Source passage:
Responsible for one of the most classic trance tracks of all time in 'Sun' from 2000, Slusnik Luna are a Finnish production trio consisting of Niko Nyman, Nicklas Renqvist and Petri Alanko. Recently updating 'Sun' with their uplifting 'Sun 2011' mix, the Finnish trio find themselves back in the spotlight thanks to the current release on Anjunabeats - with remixes coming from 4 Strings, Joonas Hahmo, Gemix, Heikki L and DJ Orion & J Shore. We found some time to interview the Slusnik Luna guys and get a rare window into the story and plans of these trance legends.
First of all, can you tell us a little a bit about Slusnik Luna and how you guys all came together? Were you friends from way back…?
Niko: All of us three actually met around the same time, ‘93-’94. I was working in the studio of Petri’s then band-mate. Nicke visited the studio in 93, and our paths crossed again at the start of ‘94, when we ended up collaborating on the game score for Super Stardust on Amiga32. We had a lot of fun, and decided to start making music together, and after an unfortunate incident involving Russian Coca-Cola Eurochart and DAT mishaps, we started calling our collaboration Slusnik Luna… So we kind of got to know each other through music, and have been very close friends ever since.

Point-based annotation data:
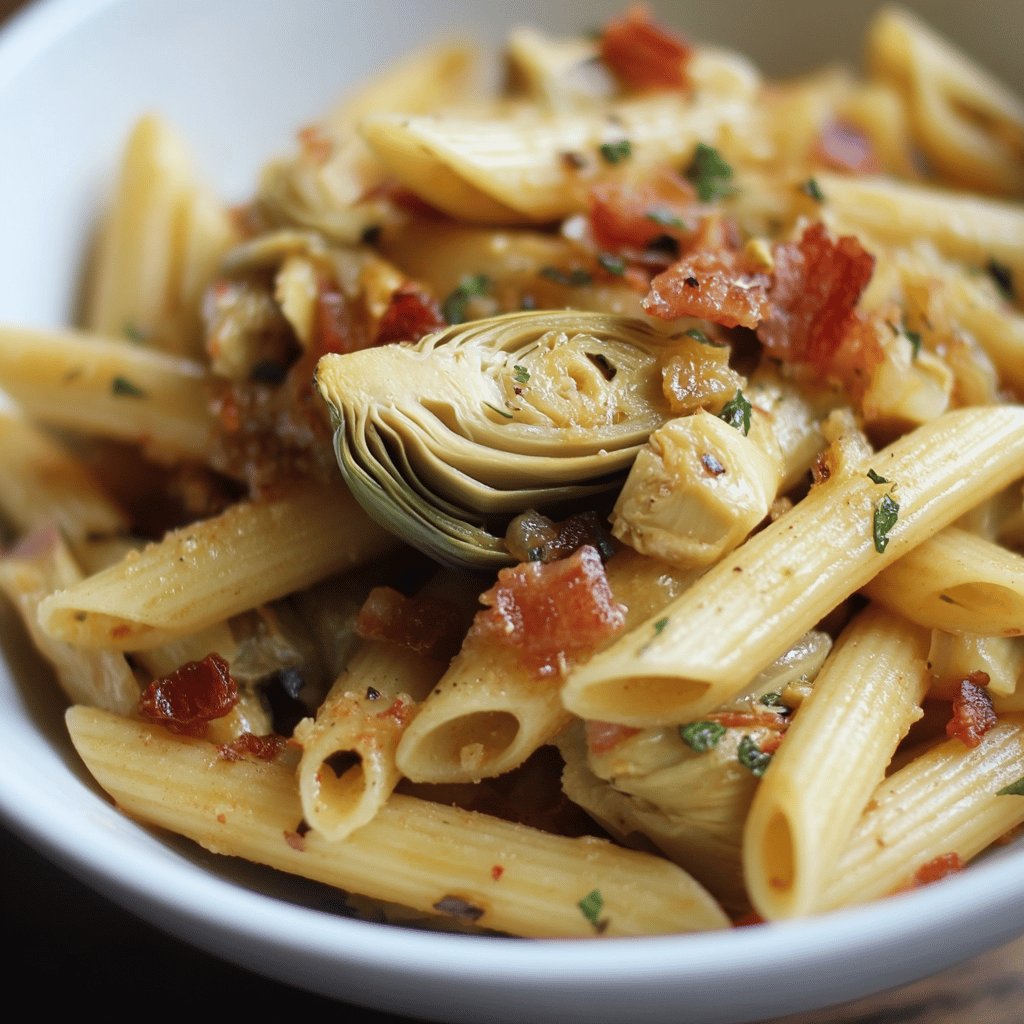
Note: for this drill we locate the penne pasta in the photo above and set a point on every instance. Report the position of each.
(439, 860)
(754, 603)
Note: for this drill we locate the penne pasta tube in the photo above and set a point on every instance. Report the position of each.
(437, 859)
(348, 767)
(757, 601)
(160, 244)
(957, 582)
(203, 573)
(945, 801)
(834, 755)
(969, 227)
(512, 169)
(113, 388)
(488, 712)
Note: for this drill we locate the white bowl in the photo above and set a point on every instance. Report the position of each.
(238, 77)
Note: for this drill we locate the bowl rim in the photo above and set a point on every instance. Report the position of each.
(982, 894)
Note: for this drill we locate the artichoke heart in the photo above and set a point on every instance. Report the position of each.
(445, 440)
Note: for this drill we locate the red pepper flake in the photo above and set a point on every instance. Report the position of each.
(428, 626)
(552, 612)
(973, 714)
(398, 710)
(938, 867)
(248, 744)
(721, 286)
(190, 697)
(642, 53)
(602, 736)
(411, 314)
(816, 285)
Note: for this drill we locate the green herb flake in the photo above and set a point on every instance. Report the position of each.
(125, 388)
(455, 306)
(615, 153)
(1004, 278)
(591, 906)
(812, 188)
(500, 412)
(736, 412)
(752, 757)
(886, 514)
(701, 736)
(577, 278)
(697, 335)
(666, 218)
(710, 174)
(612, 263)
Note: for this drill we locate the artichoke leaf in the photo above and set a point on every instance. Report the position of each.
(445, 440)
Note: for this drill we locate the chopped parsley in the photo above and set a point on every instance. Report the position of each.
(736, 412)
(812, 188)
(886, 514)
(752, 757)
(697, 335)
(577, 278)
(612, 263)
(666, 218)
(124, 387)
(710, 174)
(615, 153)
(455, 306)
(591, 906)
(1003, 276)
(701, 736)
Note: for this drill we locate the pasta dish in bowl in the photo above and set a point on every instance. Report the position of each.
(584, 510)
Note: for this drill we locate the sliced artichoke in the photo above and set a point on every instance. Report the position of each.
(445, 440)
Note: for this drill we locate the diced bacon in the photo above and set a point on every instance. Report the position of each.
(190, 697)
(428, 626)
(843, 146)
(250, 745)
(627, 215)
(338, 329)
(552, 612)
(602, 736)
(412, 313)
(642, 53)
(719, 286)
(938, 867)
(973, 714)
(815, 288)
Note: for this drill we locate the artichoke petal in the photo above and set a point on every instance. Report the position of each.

Instructions for the task: Please reproduce the Slusnik Luna interview above in full, word for word.

The answer:
Responsible for one of the most classic trance tracks of all time in 'Sun' from 2000, Slusnik Luna are a Finnish production trio consisting of Niko Nyman, Nicklas Renqvist and Petri Alanko. Recently updating 'Sun' with their uplifting 'Sun 2011' mix, the Finnish trio find themselves back in the spotlight thanks to the current release on Anjunabeats - with remixes coming from 4 Strings, Joonas Hahmo, Gemix, Heikki L and DJ Orion & J Shore. We found some time to interview the Slusnik Luna guys and get a rare window into the story and plans of these trance legends.
First of all, can you tell us a little a bit about Slusnik Luna and how you guys all came together? Were you friends from way back…?
Niko: All of us three actually met around the same time, ‘93-’94. I was working in the studio of Petri’s then band-mate. Nicke visited the studio in 93, and our paths crossed again at the start of ‘94, when we ended up collaborating on the game score for Super Stardust on Amiga32. We had a lot of fun, and decided to start making music together, and after an unfortunate incident involving Russian Coca-Cola Eurochart and DAT mishaps, we started calling our collaboration Slusnik Luna… So we kind of got to know each other through music, and have been very close friends ever since.